### Provided records:
------------------------

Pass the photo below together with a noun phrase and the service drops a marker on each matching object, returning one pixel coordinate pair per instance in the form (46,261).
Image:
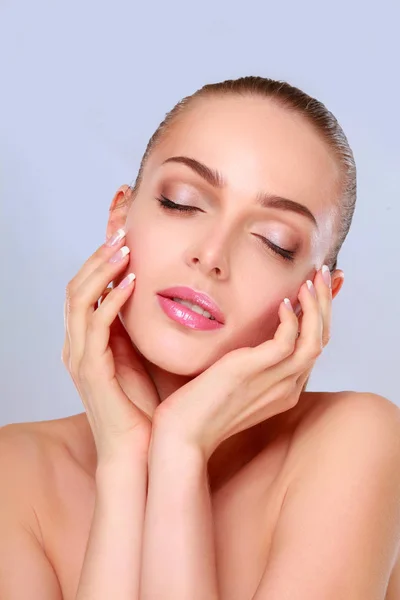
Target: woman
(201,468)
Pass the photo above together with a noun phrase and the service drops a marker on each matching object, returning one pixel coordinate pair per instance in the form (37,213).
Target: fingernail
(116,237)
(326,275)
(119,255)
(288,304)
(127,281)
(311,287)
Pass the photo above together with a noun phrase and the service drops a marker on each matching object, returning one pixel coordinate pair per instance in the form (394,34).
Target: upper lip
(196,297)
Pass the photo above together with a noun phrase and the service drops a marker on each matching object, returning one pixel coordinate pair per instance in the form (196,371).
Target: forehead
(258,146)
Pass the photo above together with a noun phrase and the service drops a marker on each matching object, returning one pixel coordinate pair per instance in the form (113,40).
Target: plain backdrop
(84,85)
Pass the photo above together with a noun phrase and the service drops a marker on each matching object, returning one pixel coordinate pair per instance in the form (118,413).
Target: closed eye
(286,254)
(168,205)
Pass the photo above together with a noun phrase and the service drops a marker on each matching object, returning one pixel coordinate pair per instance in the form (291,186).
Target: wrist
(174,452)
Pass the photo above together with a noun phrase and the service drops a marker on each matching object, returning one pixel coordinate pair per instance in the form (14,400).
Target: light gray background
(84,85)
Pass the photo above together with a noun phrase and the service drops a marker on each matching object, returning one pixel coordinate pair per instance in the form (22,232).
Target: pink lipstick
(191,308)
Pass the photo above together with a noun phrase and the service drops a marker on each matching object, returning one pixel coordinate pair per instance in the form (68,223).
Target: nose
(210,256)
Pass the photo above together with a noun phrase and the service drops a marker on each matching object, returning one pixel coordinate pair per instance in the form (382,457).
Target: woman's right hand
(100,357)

------------------------

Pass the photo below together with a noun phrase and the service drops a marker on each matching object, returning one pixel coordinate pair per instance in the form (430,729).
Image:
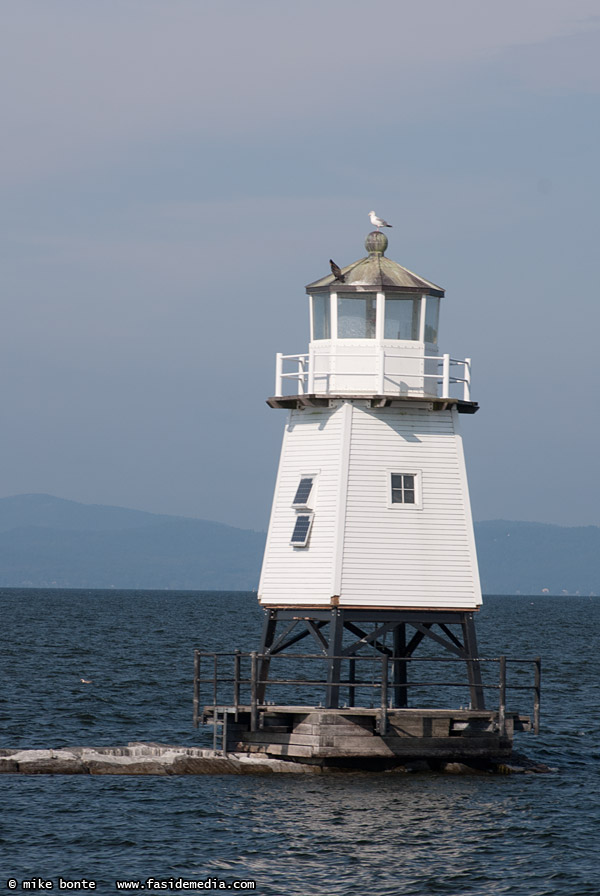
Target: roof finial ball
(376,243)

------------------------

### Exercise brief:
Retype only the lines above between the line with "the form (68,223)." and the line with "the form (382,457).", counting those two lines as well, and keep every character as it is.

### Your response:
Pass the photo above together with a noun phrase and the service drops a marker on each matching object, returning one pixel coordinate pair per instance in the form (68,223).
Target: nose
(210,256)
Pass the photo above together with a noun phrase and the service drops a marker on each matching object, returning one pixel coordinate pair per instance in the form (382,457).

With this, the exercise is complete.